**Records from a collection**
▽
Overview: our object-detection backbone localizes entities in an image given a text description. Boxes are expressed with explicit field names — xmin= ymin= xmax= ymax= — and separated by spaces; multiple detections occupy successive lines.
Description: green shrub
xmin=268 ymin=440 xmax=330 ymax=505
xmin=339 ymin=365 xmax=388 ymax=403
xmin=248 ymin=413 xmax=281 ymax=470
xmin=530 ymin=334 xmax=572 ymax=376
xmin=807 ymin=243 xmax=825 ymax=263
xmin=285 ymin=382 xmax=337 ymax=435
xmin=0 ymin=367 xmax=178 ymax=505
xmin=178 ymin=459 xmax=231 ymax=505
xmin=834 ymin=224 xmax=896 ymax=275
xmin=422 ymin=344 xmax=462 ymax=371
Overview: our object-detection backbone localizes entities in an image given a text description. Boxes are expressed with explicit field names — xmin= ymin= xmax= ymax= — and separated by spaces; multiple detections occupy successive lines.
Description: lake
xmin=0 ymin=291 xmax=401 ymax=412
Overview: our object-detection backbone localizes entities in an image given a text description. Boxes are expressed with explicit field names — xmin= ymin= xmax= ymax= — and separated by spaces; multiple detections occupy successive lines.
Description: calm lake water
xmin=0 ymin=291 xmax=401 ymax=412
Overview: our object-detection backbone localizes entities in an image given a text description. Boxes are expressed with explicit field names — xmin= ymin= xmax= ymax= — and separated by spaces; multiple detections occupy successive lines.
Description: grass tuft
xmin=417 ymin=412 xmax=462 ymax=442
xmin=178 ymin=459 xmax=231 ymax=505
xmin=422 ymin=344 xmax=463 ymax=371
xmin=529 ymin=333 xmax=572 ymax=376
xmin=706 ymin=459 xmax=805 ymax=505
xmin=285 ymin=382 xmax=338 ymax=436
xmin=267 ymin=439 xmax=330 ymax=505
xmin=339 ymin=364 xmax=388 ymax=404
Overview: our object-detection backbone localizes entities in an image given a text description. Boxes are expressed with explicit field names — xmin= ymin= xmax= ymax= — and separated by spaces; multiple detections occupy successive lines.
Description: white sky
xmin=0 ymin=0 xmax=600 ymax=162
△
**Work to be completed**
The records must be given again in full, exactly as shown.

**Answer to the exercise**
Overview: our object-detection backbone localizes entities in an image given a text description. Boxes are expressed with explicit field names — xmin= ymin= xmax= ymax= — and separated by spaces; multiple detections occupy successive lines.
Description: green shrub
xmin=268 ymin=440 xmax=330 ymax=505
xmin=339 ymin=365 xmax=388 ymax=403
xmin=248 ymin=413 xmax=281 ymax=470
xmin=530 ymin=334 xmax=572 ymax=376
xmin=807 ymin=243 xmax=825 ymax=263
xmin=285 ymin=382 xmax=337 ymax=435
xmin=0 ymin=367 xmax=178 ymax=505
xmin=178 ymin=459 xmax=231 ymax=505
xmin=834 ymin=224 xmax=896 ymax=275
xmin=422 ymin=344 xmax=462 ymax=371
Overview: our object-detection backbone localizes entities in an image given a text description. Boxes are expressed with explicit field names — xmin= ymin= xmax= ymax= — and separated by spaces; multiple detections occupy successive lines.
Description: lake
xmin=0 ymin=291 xmax=401 ymax=412
Overview: our object-detection backbone localizes entities in an image given a text description. Boxes are expressed with explicit field names — xmin= ymin= xmax= ymax= — and separated by spaces; multiple detections occupy successive lines.
Description: calm lake water
xmin=0 ymin=291 xmax=401 ymax=412
Overview: our object-detection backbone localizes entities in an image given a text description. Boxes are expressed with explicit field names — xmin= ymin= xmax= ymax= — and separated by spaces; multiple detections occupy successive lines.
Description: grass tuft
xmin=417 ymin=412 xmax=462 ymax=442
xmin=178 ymin=459 xmax=231 ymax=505
xmin=422 ymin=344 xmax=463 ymax=371
xmin=529 ymin=333 xmax=572 ymax=376
xmin=706 ymin=459 xmax=805 ymax=505
xmin=285 ymin=382 xmax=338 ymax=436
xmin=267 ymin=439 xmax=330 ymax=505
xmin=339 ymin=364 xmax=388 ymax=404
Overview: our object-detection backbone localizes entities in an image given a text description. Boxes are expressed with explicit field names — xmin= ymin= xmax= ymax= — and separated by spaces; multiple detections occupy successive lines.
Description: white sky
xmin=0 ymin=0 xmax=600 ymax=162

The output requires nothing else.